### Task instructions
Render the material again word for word, skipping the pictures in it.

### Excerpted records

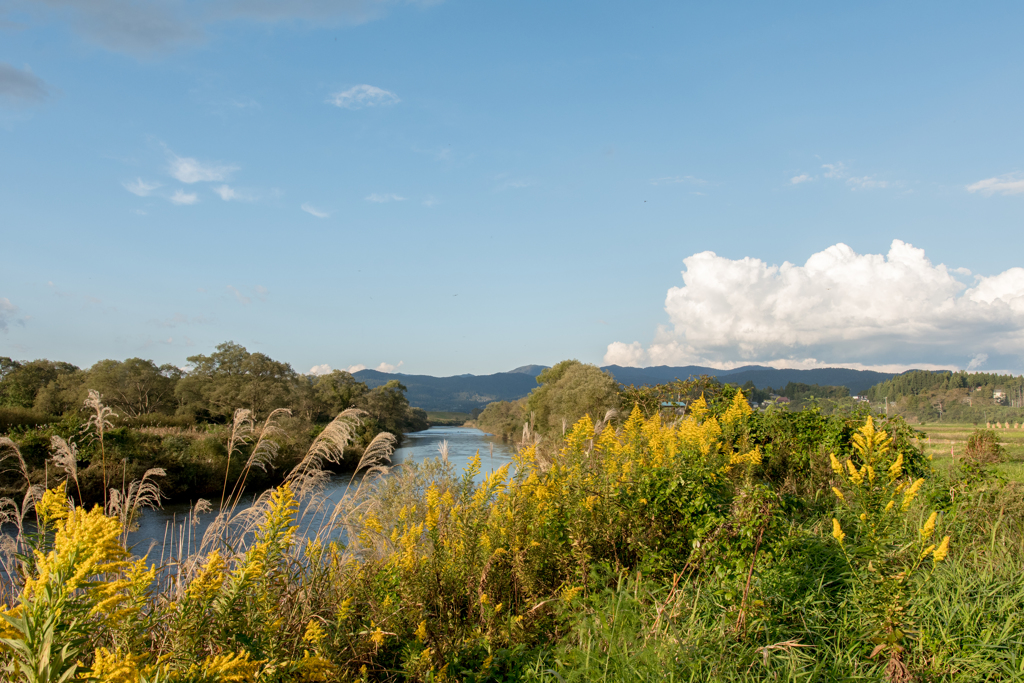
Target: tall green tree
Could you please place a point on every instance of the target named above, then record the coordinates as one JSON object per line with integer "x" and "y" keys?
{"x": 135, "y": 386}
{"x": 567, "y": 391}
{"x": 230, "y": 378}
{"x": 20, "y": 382}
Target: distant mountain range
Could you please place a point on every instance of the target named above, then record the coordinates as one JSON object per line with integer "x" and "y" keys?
{"x": 463, "y": 393}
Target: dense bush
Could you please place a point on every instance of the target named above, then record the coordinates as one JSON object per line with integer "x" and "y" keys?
{"x": 713, "y": 547}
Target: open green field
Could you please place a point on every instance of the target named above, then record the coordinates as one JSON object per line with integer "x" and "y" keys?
{"x": 946, "y": 442}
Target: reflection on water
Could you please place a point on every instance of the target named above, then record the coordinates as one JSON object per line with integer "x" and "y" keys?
{"x": 171, "y": 532}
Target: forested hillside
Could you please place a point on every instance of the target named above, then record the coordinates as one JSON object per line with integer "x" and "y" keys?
{"x": 182, "y": 423}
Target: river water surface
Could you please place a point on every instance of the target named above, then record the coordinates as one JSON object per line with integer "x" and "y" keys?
{"x": 165, "y": 532}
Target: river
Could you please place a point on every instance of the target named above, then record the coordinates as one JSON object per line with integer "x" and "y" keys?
{"x": 165, "y": 531}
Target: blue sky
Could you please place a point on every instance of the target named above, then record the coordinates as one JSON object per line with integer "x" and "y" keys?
{"x": 469, "y": 186}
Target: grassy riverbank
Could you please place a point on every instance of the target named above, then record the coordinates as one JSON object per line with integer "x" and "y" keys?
{"x": 722, "y": 546}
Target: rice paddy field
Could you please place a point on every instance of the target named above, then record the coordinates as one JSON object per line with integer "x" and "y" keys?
{"x": 946, "y": 443}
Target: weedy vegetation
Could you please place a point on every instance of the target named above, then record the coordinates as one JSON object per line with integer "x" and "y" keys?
{"x": 716, "y": 545}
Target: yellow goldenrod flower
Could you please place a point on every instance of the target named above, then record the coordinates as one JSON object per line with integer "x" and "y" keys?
{"x": 115, "y": 667}
{"x": 929, "y": 527}
{"x": 911, "y": 493}
{"x": 838, "y": 531}
{"x": 377, "y": 636}
{"x": 855, "y": 476}
{"x": 941, "y": 551}
{"x": 897, "y": 468}
{"x": 314, "y": 633}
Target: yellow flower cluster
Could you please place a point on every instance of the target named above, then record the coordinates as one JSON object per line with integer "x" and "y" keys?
{"x": 116, "y": 667}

### The result
Target: tall green tree
Could you please place a point on every instance of the target named above, then record the coordinates as one JSON object per line with integer "x" and "y" keys?
{"x": 135, "y": 386}
{"x": 567, "y": 391}
{"x": 230, "y": 378}
{"x": 20, "y": 382}
Target: distant mountain range
Could you please place a point on every instance of the target named above, then record the coordinates as one JSON object per line with integer "x" and "y" keys?
{"x": 463, "y": 393}
Target: dense bush
Could you please place a point on every instance of the target named above, then record the coordinates as one JSON object per line with integer "x" and "y" keys?
{"x": 713, "y": 547}
Target: open green field
Could you please place a point on every instance of the target named above, then record the coordinates as one JSON object per line with integer "x" and "y" keys?
{"x": 946, "y": 442}
Target: reflection on water
Could you please place a point on every instance of the target named above, then record the coordinates as one JSON object per line with integer "x" and "y" keys?
{"x": 171, "y": 532}
Target: forested hillside
Could you please place a point on every instance of the target named above, then record the coordinates as one JSON object per line with integer "x" and "y" keys?
{"x": 182, "y": 423}
Target: river water surface
Could you please place a point on every instance of the target named above, then record the coordinates as one JSON object per line with integer "x" and "y" keys?
{"x": 165, "y": 532}
Target: river
Could you please place a point on every instance of the target named above, then record the coordinates as one JSON object per line with integer "x" and "y" keys?
{"x": 165, "y": 531}
Target: blue sky
Could you please place a point on every instance of the target named above, then record the coordinates as one JSON object per line with integer "x" and "y" keys?
{"x": 469, "y": 186}
Target: grassy riverbank
Could you please place a point on every instance of the target named above, then record the coordinates as one JSON object per line with integer "x" and "y" keys?
{"x": 722, "y": 546}
Target: rice paddy field
Could you please place a point on every instance of the target named above, then record the coordinates as one JSON object per line with integer "x" and "y" keys?
{"x": 946, "y": 443}
Target: weedy vegetation
Could you please place a point on every instance of the target named above, then record the coordinates as one JSON object per line with integer "x" and "y" keys?
{"x": 716, "y": 545}
Target: yellow goldenrod flower
Could you please place a point on every instance of the target named above, then record the coordinates as one JSON object per line with integer "x" and "y" keys?
{"x": 115, "y": 667}
{"x": 929, "y": 527}
{"x": 911, "y": 493}
{"x": 838, "y": 531}
{"x": 377, "y": 636}
{"x": 855, "y": 476}
{"x": 941, "y": 551}
{"x": 897, "y": 468}
{"x": 314, "y": 633}
Target: yellow flower cluster
Could you please place a point on every instance of the target named above, then record the coordinates as one JSON object per line with integer "x" and "y" keys?
{"x": 116, "y": 667}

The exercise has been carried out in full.